WORK INSTRUCTIONS:
a: Reproduce the passage of the aid group's return to Afghanistan that opens with the words containing "Aid Group Returns" and closes with "on the way.".
b: According to the account of the aid group's return to Afghanistan, how many years of drought has the north of the country had?
c: Carry the account of the aid group's return to Afghanistan further, starting after its final sentence.
:: SELECTED TEXT
Aid Group Returns to Afghanistan

It's important because looting is taking place in most of our offices, both under the Taliban and the Northern Alliance. Some of the supplies and medical supplies have been taken. And some of the clinics and hospitals were running out of supplies. So I think our return is timely. The past 24 hours have been reasonably calm.

We visited hospitals in Mazar-e-Sharif and we assessed the needs. Clearly, there's going to be a need for supplies in the coming days, and we have them on the way.

I think our major concern would be nutrition. There's been three years of drought in the north of Afghanistan and over 20 years of fighting, and people are really reaching the end of their coping mechanisms. Our major concern is the situation in the countryside, which is harder to reach. And this is our objective for the next few days. So I would say food is clearly a priority.

After the U.S. strikes began, a lot of the medical care was provided by Afghan doctors and nurses. But they need foreign assistance in terms of medical supplies, as well as for their salaries to be paid. The Afghans have been able to carry out a lot of MSF's work, in spite of ongoing looting. They really have done a fantastic job.

We’ll Be Back to Pre-Attack Status Soon

We've got experience of working in this kind of area and of having to leave because of security reasons and then coming back very quickly. I think it's going to go very quickly — maybe a week, 10 days, maximum two weeks we'll be up to the level of support we were providing before the strikes began.
::::
:: ENTRIES SHOWN
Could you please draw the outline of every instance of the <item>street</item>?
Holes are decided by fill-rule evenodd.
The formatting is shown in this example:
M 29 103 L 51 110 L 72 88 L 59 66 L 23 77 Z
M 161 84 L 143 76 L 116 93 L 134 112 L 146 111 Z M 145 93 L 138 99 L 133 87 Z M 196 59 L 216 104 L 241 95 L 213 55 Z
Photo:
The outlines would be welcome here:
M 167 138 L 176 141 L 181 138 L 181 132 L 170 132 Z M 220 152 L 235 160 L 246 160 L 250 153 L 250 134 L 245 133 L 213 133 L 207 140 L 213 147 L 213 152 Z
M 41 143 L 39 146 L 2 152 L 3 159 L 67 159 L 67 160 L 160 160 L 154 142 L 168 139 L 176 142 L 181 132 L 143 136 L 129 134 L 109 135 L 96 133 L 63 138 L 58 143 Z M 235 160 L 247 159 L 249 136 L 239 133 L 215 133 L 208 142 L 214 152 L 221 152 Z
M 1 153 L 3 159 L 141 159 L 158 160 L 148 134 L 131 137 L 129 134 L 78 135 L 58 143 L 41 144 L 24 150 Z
::::
YOUR RESPONSES:
a:
Aid Group Returns to Afghanistan

It's important because looting is taking place in most of our offices, both under the Taliban and the Northern Alliance. Some of the supplies and medical supplies have been taken. And some of the clinics and hospitals were running out of supplies. So I think our return is timely. The past 24 hours have been reasonably calm.

We visited hospitals in Mazar-e-Sharif and we assessed the needs. Clearly, there's going to be a need for supplies in the coming days, and we have them on the way.

b: Three years.

c:
The second task will be to see if we can expand our relief sites into areas previously inaccessible due to the civil war. We hope to return to the center of the country, in Hazarajat, for example. We haven't been able to work there for a number of years, and we certainly expect to find major needs there.

Help from Neighboring Countries Crucial

It would certainly be helpful if countries north of Afghanistan — Uzbekistan, Tajikistan — facilitated the humanitarian assistance by opening their borders and streamlining their bureaucratic procedures with visas. It seems ridiculous, but that's what's really slowing down a lot of the aid efforts. It's not so much security. One of the things that took us so long to get here was the bureaucracy and the red tape of many of the countries of Central Asia. It took us more than a two-day drive just to get to Mazar-e-Sharif. If the Uzbek border were open, we could have been here in an hour and a half.

We've been in daily contact with governments of all these neighboring countries in the north to facilitate. And it's still taking a long time to get things done. We're lobbying for greater assistance, but without a huge amount of success for the moment.